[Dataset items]
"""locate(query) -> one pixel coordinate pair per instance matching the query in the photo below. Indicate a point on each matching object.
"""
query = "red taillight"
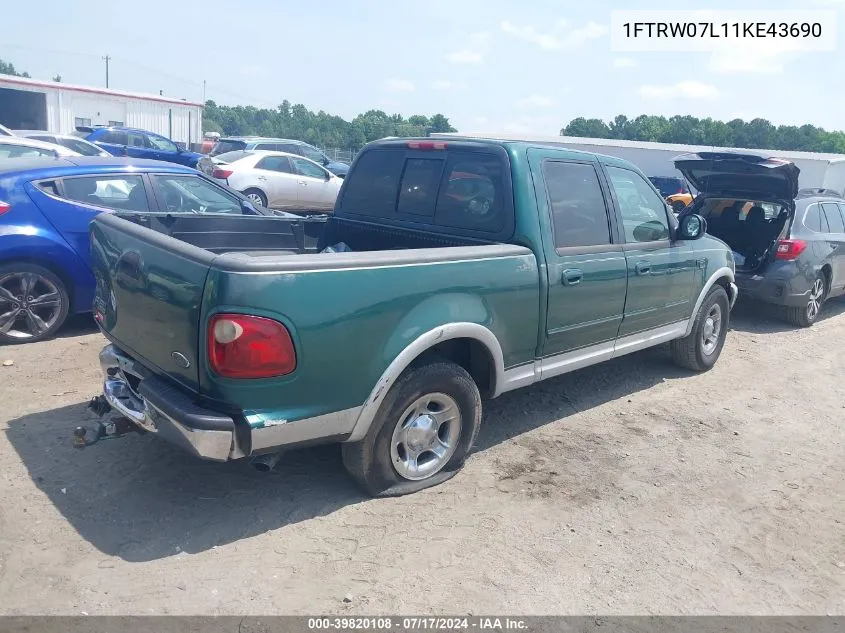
(790, 249)
(426, 145)
(244, 346)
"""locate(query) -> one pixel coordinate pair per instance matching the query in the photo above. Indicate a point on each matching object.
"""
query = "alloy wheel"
(30, 304)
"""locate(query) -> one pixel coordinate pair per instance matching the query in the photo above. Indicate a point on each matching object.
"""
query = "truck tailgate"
(149, 295)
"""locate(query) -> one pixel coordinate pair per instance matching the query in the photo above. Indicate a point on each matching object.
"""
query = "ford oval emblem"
(180, 359)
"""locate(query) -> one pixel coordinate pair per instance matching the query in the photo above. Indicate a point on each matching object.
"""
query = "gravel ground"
(626, 488)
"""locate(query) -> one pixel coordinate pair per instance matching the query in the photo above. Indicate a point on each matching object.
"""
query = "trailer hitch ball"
(78, 439)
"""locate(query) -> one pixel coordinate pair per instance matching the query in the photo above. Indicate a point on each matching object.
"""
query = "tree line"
(690, 130)
(317, 128)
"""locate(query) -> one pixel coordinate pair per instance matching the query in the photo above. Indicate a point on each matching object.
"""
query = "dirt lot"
(629, 488)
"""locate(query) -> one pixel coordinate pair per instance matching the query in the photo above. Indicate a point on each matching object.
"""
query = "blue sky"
(489, 65)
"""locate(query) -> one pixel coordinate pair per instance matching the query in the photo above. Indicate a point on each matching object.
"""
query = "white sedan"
(278, 180)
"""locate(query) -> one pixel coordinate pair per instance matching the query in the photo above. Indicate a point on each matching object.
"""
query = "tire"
(256, 195)
(806, 315)
(701, 349)
(381, 461)
(21, 285)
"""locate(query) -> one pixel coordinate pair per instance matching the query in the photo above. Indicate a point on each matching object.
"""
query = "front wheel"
(701, 349)
(256, 196)
(33, 303)
(421, 434)
(806, 315)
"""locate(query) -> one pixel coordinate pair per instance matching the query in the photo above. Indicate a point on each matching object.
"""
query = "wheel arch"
(470, 345)
(51, 265)
(724, 277)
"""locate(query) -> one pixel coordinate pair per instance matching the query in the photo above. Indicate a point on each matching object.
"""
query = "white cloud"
(399, 85)
(465, 56)
(473, 53)
(563, 38)
(688, 89)
(751, 60)
(624, 62)
(536, 101)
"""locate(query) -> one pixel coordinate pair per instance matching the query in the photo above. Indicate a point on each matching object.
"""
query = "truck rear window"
(454, 189)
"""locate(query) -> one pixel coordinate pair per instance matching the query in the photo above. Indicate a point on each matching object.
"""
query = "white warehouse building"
(61, 108)
(657, 159)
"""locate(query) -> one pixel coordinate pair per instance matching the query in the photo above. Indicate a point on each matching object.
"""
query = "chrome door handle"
(571, 276)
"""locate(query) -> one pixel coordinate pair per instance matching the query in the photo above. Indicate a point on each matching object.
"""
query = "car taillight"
(426, 145)
(244, 346)
(789, 249)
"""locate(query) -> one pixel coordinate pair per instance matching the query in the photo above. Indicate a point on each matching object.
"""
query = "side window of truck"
(644, 216)
(579, 212)
(472, 196)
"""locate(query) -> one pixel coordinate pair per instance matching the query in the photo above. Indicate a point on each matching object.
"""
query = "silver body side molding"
(552, 366)
(412, 351)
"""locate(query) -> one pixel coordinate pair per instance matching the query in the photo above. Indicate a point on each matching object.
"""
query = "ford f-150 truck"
(469, 268)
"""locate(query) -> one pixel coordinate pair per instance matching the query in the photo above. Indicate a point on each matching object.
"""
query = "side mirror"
(692, 227)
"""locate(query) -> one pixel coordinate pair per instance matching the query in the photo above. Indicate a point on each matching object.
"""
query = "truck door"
(661, 273)
(586, 266)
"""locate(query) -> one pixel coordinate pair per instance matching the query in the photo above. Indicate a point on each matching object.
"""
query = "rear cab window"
(463, 190)
(579, 211)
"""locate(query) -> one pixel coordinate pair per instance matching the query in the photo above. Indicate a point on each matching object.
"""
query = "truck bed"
(267, 236)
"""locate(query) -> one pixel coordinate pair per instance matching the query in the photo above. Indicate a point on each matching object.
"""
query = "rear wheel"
(422, 432)
(256, 196)
(33, 303)
(701, 349)
(806, 315)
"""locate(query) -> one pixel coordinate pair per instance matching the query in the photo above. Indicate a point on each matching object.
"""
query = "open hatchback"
(747, 200)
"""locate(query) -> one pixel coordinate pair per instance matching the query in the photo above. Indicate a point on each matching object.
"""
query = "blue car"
(46, 205)
(125, 141)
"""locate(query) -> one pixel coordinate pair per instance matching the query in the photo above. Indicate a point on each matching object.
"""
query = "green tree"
(590, 128)
(319, 128)
(7, 68)
(756, 134)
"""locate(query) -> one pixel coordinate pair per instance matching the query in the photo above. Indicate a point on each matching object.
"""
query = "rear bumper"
(780, 284)
(159, 408)
(156, 406)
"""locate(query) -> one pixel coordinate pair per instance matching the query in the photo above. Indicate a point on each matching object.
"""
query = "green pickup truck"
(466, 268)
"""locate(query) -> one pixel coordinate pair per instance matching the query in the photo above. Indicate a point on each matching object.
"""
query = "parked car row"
(289, 146)
(46, 205)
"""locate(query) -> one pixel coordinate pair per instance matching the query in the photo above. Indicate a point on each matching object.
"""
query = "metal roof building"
(657, 159)
(58, 107)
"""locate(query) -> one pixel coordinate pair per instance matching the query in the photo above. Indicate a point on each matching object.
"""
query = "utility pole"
(107, 58)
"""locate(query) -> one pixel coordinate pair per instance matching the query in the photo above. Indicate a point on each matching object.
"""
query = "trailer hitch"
(102, 430)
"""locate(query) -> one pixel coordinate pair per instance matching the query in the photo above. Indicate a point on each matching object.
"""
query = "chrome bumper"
(166, 421)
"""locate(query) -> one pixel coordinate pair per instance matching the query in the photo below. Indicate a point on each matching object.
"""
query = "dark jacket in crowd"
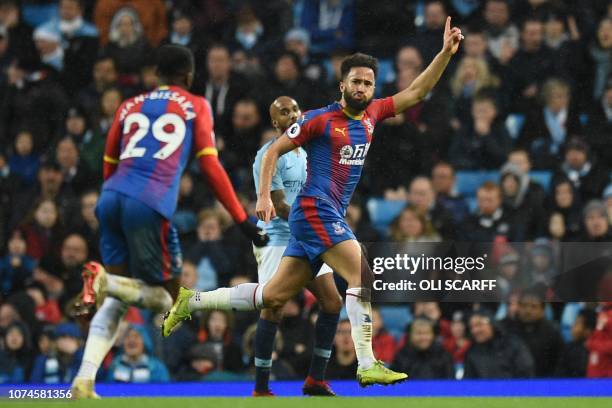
(503, 356)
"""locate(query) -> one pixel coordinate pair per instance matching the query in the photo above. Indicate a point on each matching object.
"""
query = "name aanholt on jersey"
(181, 100)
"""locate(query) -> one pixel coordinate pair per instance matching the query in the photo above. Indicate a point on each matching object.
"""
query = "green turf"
(344, 402)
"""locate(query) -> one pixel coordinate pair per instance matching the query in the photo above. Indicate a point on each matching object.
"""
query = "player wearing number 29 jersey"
(151, 141)
(148, 146)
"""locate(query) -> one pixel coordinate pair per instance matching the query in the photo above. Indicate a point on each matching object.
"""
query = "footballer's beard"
(355, 104)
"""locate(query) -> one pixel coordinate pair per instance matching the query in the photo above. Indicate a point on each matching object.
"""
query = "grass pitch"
(321, 402)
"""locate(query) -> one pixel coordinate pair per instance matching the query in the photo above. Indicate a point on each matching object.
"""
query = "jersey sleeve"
(204, 135)
(310, 126)
(381, 109)
(112, 149)
(207, 155)
(277, 179)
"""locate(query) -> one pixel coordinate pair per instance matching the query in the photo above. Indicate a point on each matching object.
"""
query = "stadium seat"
(468, 181)
(382, 212)
(544, 177)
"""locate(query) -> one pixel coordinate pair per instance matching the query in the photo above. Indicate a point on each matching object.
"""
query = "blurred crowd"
(530, 89)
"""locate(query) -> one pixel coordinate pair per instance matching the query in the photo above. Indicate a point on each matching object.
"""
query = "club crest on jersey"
(293, 131)
(338, 228)
(369, 126)
(353, 155)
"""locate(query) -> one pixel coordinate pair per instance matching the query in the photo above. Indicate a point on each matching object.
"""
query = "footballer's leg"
(291, 277)
(346, 259)
(268, 259)
(330, 302)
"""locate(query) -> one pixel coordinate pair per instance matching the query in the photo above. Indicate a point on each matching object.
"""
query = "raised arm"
(424, 83)
(265, 207)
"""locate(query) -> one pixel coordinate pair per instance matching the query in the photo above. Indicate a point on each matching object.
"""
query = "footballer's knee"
(272, 315)
(332, 304)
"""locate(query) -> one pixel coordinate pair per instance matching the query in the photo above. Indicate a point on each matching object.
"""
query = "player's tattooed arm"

-- Stated goal --
Please find each line in the material above that contains the word "side", and copy every one of those lines. Match the word's case.

-- Response to the exercise --
query = "side window of truck"
query = "silver body side molding"
query = "side mirror"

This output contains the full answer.